Supplied passage »

* * * * *

The Chairperson: It is the same system here though, is it not?

Mr Weir: As?

The Chairperson: For complaints about MLAs.  We have an Assembly Ombudsman who makes a judgement —

Mr Weir: I might be wrong on this, but I am not sure whether, in respect of the powers of the Assembly Ombudsman —.  You can make a complaint against a Department or individuals.

The Chairperson: He makes a judgement, and that is the end of it.

Mr Weir: With respect, I am not sure that the ombudsman has, for example, the power to bar, suspend or remove somebody as an MLA.  That is where there is a qualitative difference.  Ultimately, the ombudsman's report goes to the Standards and Privileges Committee, which will or will not accept the ruling.

* * * * *

Excerpted data »
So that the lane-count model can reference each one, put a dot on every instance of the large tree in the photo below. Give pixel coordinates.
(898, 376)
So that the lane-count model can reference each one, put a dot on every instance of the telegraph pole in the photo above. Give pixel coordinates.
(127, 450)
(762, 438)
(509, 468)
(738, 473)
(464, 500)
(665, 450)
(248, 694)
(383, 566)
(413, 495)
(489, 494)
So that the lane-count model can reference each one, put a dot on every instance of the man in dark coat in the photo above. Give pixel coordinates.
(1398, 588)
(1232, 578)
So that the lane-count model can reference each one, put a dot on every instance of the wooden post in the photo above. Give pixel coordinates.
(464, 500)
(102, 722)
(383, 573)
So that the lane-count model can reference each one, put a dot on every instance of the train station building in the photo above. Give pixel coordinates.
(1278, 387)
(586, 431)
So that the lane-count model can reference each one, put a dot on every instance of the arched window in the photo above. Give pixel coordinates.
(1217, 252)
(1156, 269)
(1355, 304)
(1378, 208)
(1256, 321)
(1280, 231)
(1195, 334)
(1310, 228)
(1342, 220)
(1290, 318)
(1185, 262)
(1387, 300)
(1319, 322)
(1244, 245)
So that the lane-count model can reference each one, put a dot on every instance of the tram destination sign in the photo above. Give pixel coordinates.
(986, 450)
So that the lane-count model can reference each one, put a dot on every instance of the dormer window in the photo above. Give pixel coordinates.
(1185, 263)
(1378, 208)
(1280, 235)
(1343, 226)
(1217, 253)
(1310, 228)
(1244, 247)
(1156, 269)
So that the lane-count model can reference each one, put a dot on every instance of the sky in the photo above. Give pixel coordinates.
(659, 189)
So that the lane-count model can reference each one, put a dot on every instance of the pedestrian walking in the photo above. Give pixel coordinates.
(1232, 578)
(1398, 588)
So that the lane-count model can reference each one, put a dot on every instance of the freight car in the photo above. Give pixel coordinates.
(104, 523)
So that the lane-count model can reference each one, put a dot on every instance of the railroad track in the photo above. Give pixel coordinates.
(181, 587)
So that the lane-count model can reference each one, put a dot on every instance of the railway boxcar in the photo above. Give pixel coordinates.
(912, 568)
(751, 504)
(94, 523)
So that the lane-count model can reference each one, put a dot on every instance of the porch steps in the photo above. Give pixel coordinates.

* * * * *

Challenges »
**A.** Rewrite the paragraph of the committee transcript that begins "With respect, I am not sure" as a short list, keeping its main facts.
**B.** Write a continuation of the committee transcript on the Assembly Ombudsman, starting after Mr Weir's last remark.

Answers given »
**A.**
- Mr Weir doubts that the ombudsman can bar, suspend or remove someone as an MLA.
- He sees this as a qualitative difference.
- The ombudsman's report goes to the Standards and Privileges Committee.
- That Committee decides whether to accept the ruling.

**B.**
If people are barred from council, particularly because a serious allegation is been made against them, I think they have the right, beyond simply judicial review, to some level of appeal.  Their life and certainly their political career could be, effectively, ruined.  That is not really the situation regarding an MLA.  MLAs might get a slap on the wrists, but they will not be disqualified from the Assembly.  That has never happened.  There needs to be something more robust.  It is all very well for Tom Frawley or anybody else to say, "We are reasonably happy with the system", but, to be fair, Tom Frawley is not going to be on the receiving end of this.  Sometimes, again from my experience of people, complaints are very genuine.

The Chairperson: Well, he has been in the job for a long time.

Mr Weir: Yes.  But with the greatest respect, he is the one holding the gun rather than the one facing the gun, if I can use that analogy.  Sometimes there are complaints that are very justifiable and genuine, and there are also times when people take a very bull-headed attitude and are completely irrational.  That is not to say that somebody will not then suffer an injustice because of that.  I detect from virtually all the submissions that we have got from anybody involved in the local government sphere that they want to see an appeal mechanism built in and something that is not simply a judicial review.

The Chairperson: How can that be managed, Julie?

Ms Broadway: We have heard all the evidence that people have given to the Committee, and we need to go back to the Minister about that.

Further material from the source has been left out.